/---
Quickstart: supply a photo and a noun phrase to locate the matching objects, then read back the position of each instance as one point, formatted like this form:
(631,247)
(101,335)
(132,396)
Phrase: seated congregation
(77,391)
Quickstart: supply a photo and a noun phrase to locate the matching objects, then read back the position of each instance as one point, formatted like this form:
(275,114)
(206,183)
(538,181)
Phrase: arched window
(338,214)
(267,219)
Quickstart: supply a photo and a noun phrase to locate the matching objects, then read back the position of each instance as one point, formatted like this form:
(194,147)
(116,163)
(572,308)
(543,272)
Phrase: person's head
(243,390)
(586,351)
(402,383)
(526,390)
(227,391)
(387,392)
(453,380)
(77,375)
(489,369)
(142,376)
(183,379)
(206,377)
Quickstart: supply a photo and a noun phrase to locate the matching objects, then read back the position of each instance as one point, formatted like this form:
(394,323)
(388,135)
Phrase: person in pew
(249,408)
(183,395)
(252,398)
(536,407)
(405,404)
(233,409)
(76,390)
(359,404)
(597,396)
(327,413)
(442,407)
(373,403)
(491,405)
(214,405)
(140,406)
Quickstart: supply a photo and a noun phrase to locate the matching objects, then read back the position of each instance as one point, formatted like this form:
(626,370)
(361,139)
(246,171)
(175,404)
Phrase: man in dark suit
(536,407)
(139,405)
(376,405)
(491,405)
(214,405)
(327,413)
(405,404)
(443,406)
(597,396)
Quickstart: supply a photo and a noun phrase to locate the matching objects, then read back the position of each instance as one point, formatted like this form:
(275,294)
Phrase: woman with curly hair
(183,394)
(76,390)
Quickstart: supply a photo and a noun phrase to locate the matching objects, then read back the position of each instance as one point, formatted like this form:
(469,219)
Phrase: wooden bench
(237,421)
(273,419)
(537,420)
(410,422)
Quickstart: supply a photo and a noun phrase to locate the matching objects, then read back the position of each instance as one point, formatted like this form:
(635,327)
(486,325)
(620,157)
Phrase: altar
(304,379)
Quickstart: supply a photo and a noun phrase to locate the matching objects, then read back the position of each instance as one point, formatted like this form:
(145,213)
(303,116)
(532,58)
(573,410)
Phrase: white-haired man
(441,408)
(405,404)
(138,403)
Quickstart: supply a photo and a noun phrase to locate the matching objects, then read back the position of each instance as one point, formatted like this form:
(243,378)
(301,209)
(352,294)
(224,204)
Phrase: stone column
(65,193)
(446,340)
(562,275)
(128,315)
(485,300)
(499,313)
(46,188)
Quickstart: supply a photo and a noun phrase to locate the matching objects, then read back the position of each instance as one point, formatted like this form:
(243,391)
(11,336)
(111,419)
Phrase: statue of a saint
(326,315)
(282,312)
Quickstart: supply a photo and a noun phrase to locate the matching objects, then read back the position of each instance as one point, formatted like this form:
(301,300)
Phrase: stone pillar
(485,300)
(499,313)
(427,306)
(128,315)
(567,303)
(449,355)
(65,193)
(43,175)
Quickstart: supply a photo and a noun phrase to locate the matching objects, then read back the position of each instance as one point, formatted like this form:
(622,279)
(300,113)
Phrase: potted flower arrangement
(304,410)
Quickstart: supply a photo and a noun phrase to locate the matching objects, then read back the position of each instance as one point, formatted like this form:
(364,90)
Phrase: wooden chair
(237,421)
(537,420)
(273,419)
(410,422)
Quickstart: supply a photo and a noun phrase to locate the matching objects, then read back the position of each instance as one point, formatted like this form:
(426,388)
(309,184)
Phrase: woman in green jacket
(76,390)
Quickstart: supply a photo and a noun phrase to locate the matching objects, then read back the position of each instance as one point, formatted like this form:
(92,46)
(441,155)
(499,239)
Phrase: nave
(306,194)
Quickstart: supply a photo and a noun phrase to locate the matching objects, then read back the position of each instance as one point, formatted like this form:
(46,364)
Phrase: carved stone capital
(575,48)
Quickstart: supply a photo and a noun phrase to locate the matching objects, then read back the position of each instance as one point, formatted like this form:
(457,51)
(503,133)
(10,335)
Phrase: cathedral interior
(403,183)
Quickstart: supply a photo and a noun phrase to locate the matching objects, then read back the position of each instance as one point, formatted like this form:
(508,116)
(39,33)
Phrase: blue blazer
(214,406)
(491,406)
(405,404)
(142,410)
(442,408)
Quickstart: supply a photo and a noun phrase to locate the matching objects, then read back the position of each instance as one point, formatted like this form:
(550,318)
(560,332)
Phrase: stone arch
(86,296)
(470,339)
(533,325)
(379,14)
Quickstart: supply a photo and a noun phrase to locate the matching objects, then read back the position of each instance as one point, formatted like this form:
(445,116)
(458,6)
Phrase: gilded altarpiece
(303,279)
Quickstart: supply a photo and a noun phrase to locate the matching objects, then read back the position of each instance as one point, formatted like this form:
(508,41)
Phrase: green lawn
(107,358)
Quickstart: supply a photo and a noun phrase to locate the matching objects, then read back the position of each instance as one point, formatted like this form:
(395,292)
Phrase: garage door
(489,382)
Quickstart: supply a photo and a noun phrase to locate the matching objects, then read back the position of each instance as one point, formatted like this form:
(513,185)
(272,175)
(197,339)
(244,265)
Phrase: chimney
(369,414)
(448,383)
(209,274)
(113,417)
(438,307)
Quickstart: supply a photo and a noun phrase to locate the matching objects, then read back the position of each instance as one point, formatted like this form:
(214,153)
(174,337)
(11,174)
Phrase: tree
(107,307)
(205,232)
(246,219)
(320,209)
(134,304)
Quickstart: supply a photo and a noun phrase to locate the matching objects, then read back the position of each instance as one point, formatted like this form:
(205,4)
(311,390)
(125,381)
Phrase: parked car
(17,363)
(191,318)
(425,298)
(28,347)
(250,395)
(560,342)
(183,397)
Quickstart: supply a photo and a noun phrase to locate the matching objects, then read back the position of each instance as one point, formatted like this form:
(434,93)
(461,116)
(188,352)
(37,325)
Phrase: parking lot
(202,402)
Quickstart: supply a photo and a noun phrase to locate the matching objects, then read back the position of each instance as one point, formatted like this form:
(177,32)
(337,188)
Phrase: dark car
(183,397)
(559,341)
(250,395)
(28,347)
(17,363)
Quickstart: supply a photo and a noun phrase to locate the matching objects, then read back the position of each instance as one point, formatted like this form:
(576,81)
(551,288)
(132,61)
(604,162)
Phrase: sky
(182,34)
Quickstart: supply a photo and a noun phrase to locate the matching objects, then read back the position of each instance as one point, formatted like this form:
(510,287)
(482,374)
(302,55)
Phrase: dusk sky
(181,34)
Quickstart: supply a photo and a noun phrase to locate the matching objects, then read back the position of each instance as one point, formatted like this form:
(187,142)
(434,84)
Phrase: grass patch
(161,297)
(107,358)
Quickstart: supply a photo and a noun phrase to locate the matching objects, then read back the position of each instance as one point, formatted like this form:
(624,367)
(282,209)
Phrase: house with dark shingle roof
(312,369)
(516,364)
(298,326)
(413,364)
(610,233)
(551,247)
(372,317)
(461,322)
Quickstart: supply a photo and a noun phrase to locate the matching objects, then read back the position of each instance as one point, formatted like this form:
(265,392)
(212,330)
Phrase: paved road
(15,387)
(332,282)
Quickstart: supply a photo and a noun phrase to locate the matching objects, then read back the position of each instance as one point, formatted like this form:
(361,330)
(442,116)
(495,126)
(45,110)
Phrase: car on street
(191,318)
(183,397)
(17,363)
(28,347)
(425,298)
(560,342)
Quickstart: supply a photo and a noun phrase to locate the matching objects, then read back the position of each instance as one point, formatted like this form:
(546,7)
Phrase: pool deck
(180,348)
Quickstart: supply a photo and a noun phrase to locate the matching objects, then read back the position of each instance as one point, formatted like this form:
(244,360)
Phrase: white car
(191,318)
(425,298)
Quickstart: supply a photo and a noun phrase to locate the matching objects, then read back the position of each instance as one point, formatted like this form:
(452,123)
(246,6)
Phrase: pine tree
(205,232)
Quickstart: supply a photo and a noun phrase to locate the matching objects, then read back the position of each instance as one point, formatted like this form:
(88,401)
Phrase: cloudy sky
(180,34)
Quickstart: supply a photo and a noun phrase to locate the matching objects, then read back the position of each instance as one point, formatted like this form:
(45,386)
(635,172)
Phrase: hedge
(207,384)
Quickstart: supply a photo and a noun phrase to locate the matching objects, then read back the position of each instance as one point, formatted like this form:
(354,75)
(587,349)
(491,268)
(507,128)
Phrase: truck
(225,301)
\---
# [PROBLEM]
Please return exactly the lines from the one containing "Phrase: cloudy sky" through the end of the entries above, adding no other line.

# [PROBLEM SOLUTION]
Phrase: cloudy sky
(180,34)
Quickstart: supply a photo and a noun phrase to locate the matching objects, then read back the position of each instance as one point, formatted like this form:
(45,386)
(635,172)
Phrase: hedge
(207,384)
Quickstart: supply a photo and a noun phrase to locate the matching objects, then read back the position of each instance as one point, formatted like this form:
(354,75)
(587,349)
(491,268)
(507,128)
Phrase: truck
(225,301)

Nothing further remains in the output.